The request » Copy out the listing below word for word, leaving out the pictures.

---+---

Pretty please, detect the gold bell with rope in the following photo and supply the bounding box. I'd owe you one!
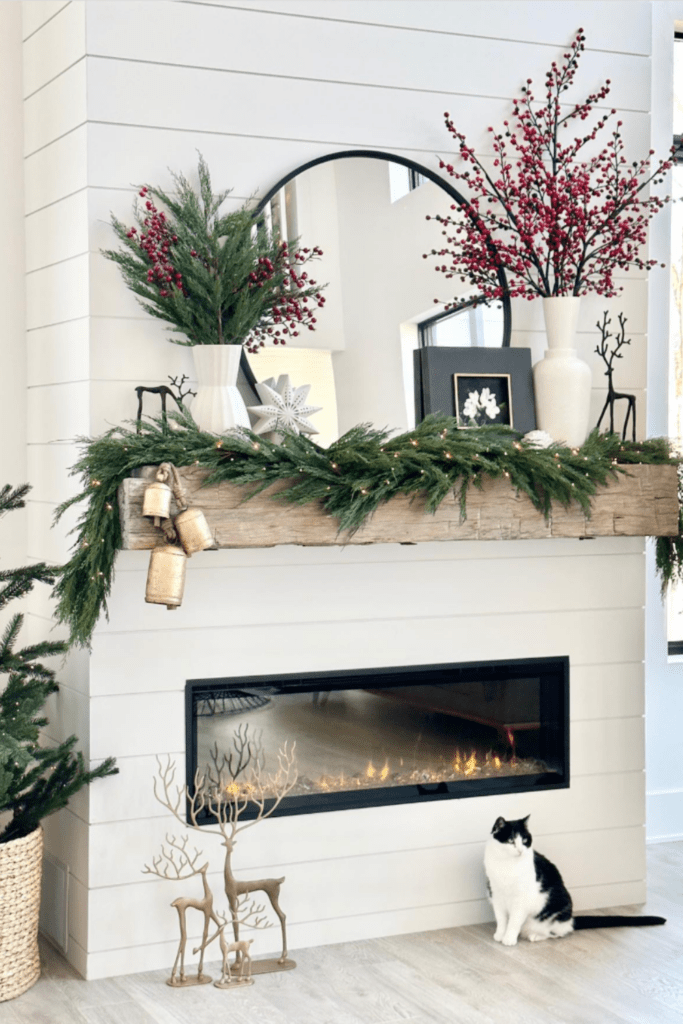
[144,544,187,611]
[142,463,173,526]
[173,508,214,558]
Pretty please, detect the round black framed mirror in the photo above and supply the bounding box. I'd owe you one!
[237,150,511,443]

---+---

Reply to the task »
Pretty please, detect the gold bell with rope in the following photo and supply the bounding box. I'd owe you one!
[144,544,187,611]
[142,463,173,526]
[173,508,214,558]
Pretty please, detect the round black framed mirror in the photo above and supply the bounding box. I'd owe you one!
[237,150,511,443]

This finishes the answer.